** Opening Data for review block **
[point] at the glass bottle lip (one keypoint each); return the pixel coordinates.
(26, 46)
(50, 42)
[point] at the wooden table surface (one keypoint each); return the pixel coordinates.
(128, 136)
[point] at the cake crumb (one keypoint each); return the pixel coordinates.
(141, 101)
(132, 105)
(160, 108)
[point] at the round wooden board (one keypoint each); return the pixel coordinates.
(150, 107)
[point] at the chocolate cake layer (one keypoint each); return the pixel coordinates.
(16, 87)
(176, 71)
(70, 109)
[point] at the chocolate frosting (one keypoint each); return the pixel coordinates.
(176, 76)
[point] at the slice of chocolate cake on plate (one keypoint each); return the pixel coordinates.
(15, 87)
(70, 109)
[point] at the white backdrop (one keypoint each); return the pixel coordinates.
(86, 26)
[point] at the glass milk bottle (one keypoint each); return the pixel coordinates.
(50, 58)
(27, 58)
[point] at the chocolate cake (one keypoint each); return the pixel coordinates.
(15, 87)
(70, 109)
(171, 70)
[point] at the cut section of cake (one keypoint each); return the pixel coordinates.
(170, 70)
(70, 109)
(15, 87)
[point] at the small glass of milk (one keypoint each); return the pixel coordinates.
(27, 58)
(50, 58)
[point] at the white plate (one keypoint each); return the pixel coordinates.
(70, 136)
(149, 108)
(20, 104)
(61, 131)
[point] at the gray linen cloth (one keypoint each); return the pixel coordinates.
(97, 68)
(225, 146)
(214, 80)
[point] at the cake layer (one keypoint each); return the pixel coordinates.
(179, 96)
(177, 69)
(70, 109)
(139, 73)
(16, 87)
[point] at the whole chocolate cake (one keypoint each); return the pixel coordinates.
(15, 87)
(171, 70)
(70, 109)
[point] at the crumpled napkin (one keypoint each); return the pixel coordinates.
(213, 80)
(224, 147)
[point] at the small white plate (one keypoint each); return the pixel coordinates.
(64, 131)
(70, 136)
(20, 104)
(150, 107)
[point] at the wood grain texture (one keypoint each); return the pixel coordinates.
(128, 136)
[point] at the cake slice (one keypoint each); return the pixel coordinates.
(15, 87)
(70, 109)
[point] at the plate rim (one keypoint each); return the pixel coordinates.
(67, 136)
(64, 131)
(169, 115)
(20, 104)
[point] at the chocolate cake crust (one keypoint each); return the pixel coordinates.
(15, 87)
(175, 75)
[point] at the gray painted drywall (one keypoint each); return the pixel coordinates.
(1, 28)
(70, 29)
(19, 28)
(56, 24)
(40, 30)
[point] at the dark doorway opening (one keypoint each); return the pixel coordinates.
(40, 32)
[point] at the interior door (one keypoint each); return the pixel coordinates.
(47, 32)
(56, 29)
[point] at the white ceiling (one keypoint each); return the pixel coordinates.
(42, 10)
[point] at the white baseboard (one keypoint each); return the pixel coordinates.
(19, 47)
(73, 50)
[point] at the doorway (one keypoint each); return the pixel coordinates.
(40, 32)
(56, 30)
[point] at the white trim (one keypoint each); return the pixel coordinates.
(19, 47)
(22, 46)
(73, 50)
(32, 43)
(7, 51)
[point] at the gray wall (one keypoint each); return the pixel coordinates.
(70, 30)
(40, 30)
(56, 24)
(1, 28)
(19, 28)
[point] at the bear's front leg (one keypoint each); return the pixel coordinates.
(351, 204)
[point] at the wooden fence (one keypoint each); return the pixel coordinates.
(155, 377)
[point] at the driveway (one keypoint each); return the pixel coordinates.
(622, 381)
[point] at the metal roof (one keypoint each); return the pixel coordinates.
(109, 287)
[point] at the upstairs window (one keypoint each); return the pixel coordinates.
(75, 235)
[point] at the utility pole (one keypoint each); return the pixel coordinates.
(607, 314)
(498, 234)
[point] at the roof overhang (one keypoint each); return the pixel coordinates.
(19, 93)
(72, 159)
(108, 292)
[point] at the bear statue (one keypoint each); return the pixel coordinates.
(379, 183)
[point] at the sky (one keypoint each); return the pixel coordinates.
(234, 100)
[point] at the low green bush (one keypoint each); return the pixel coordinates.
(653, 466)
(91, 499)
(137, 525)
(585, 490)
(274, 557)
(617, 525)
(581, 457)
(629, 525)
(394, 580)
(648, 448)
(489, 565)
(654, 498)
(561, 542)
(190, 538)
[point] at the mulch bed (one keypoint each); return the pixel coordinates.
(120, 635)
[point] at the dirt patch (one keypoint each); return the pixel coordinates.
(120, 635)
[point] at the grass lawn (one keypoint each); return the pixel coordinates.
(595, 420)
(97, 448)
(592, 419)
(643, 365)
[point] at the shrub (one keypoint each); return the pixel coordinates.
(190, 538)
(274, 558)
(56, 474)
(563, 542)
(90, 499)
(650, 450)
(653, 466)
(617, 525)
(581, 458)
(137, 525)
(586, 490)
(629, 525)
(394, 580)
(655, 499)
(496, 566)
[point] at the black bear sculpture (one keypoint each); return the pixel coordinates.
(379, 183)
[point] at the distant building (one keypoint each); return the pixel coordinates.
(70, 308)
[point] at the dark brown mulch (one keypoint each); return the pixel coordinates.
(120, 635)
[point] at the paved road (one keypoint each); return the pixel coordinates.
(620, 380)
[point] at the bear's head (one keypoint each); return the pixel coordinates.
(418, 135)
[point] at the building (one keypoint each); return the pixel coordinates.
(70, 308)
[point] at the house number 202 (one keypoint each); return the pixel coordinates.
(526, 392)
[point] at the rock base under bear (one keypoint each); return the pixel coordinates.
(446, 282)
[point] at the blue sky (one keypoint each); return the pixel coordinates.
** Closing Data for review block **
* What to produce
Copy every record above exactly as it is.

* Solution to the problem
[point] at the glass bottle lip (one keypoint each); return the pixel coordinates.
(26, 46)
(50, 42)
[point] at the wooden table surface (one keypoint each); return the pixel coordinates.
(128, 136)
[point] at the cake crumb (one keypoint each); return the pixel coordinates.
(141, 101)
(132, 105)
(160, 108)
[point] at the round wooden board (one keypoint each); return the pixel coordinates.
(150, 107)
[point] at the chocolate cake layer (one keypoint each); return the pixel coordinates.
(16, 87)
(176, 71)
(70, 109)
[point] at the chocolate frosting (one keypoint each); return the pixel coordinates.
(176, 76)
[point] at the slice of chocolate cake on plate (one keypoint each); return the pixel coordinates.
(15, 87)
(70, 109)
[point] at the white backdrop (one keypoint each); return the pixel coordinates.
(86, 26)
[point] at the glass milk bottle (one keypoint each); return the pixel coordinates.
(50, 58)
(27, 58)
[point] at the chocolate cake (one keypoint each); return the pixel coordinates.
(15, 87)
(70, 109)
(171, 70)
[point] at the cut section of cake (one keypoint each); return the pixel coordinates.
(170, 70)
(70, 109)
(15, 87)
[point] at the small glass of milk (one keypoint each); return the pixel coordinates.
(27, 58)
(50, 58)
[point] at the white plate (one keypoint each); return the pixel coordinates.
(70, 136)
(149, 108)
(20, 104)
(61, 131)
[point] at the gray linen cloth (one keypoint each); return the pixel coordinates.
(97, 68)
(225, 146)
(214, 80)
[point] at the cake layer (one keypoint each); return the pixel coordinates.
(179, 96)
(177, 69)
(70, 109)
(139, 73)
(16, 87)
[point] at the whole chocolate cake (one keypoint each); return the pixel coordinates.
(15, 87)
(171, 70)
(70, 109)
[point] at the crumpled napkin (one keypoint each); return the pixel coordinates.
(213, 80)
(224, 147)
[point] at the small white plate (one keypoint each); return the pixel coordinates.
(64, 131)
(70, 136)
(20, 104)
(150, 107)
[point] at the wood grain texture (one keypoint each); return the pixel coordinates.
(128, 136)
[point] at the cake slice (one keypoint each); return the pixel coordinates.
(15, 87)
(70, 109)
[point] at the plate rim (one keypoint each); return the pixel coordinates.
(67, 136)
(64, 131)
(169, 115)
(20, 104)
[point] at the chocolate cake crust (one keypoint each); return the pixel coordinates.
(15, 87)
(175, 75)
[point] at the gray painted drywall (one keypoint each); return the pixel coordinates.
(1, 28)
(70, 29)
(19, 28)
(56, 24)
(40, 30)
[point] at the dark doorway opening (one keypoint each); return the pixel coordinates.
(40, 32)
[point] at the interior door (one keypoint each); return the pixel coordinates.
(47, 32)
(56, 29)
[point] at the white ceiling (one keypoint each); return the pixel coordinates.
(42, 10)
[point] at the white baseboard (one keypoint each); return the pixel coordinates.
(19, 47)
(73, 50)
[point] at the doorway (one keypoint each); return the pixel coordinates.
(40, 32)
(56, 30)
[point] at the white trim (one keypoint each); return the pixel coordinates.
(19, 47)
(22, 46)
(73, 50)
(32, 43)
(7, 51)
[point] at the gray wall (one keypoint each); return the pixel coordinates.
(70, 30)
(40, 30)
(56, 24)
(1, 28)
(19, 28)
[point] at the bear's front leg (one keypoint each); return the pixel coordinates.
(351, 204)
[point] at the wooden fence (one keypoint each); return the pixel coordinates.
(155, 377)
[point] at the driveway (one keypoint each); return the pixel coordinates.
(622, 381)
[point] at the metal roof (one keypoint each); return the pixel coordinates.
(109, 287)
[point] at the upstairs window (one keypoint each); return the pixel coordinates.
(75, 235)
[point] at the utility pole (one keypoint each); return the pixel coordinates.
(607, 314)
(498, 234)
[point] at the roof overhang (one keypoint each); return the pixel coordinates.
(19, 93)
(72, 159)
(108, 292)
[point] at the bear statue (one keypoint each); return the pixel coordinates.
(379, 183)
[point] at the sky (one keypoint each); return the pixel coordinates.
(234, 100)
[point] at the low green bush (one keypoint each); return the pixel coordinates.
(653, 466)
(91, 499)
(137, 525)
(585, 490)
(274, 557)
(617, 525)
(581, 457)
(629, 525)
(394, 580)
(648, 448)
(489, 565)
(654, 498)
(561, 542)
(190, 538)
[point] at the mulch bed (one keypoint each); return the pixel coordinates.
(120, 635)
[point] at the dirt patch (one keypoint each); return the pixel coordinates.
(120, 635)
[point] at the grass lawn (one keypoint each); return the pixel coordinates.
(595, 420)
(97, 448)
(592, 419)
(643, 365)
[point] at the shrub (one keypoint each); return the pixel coordinates.
(190, 538)
(274, 558)
(56, 474)
(563, 542)
(90, 499)
(650, 450)
(653, 466)
(617, 525)
(581, 458)
(137, 525)
(586, 490)
(629, 525)
(394, 580)
(655, 499)
(496, 566)
[point] at the black bear sculpture (one keypoint each); return the pixel coordinates.
(379, 183)
[point] at the distant building (one keypoint each); return the pixel coordinates.
(70, 308)
[point] at the dark brown mulch (one keypoint each); return the pixel coordinates.
(120, 635)
[point] at the paved road (one keypoint each); return the pixel coordinates.
(620, 380)
[point] at the bear's head (one keypoint each); return the pixel coordinates.
(418, 135)
[point] at the building (one keypoint each); return the pixel coordinates.
(70, 308)
[point] at the house number 202 (one keypoint each); return the pixel coordinates.
(526, 392)
[point] at the rock base under bear (one keypoint each); return the pixel coordinates.
(446, 282)
[point] at the blue sky (one keypoint each); return the pixel coordinates.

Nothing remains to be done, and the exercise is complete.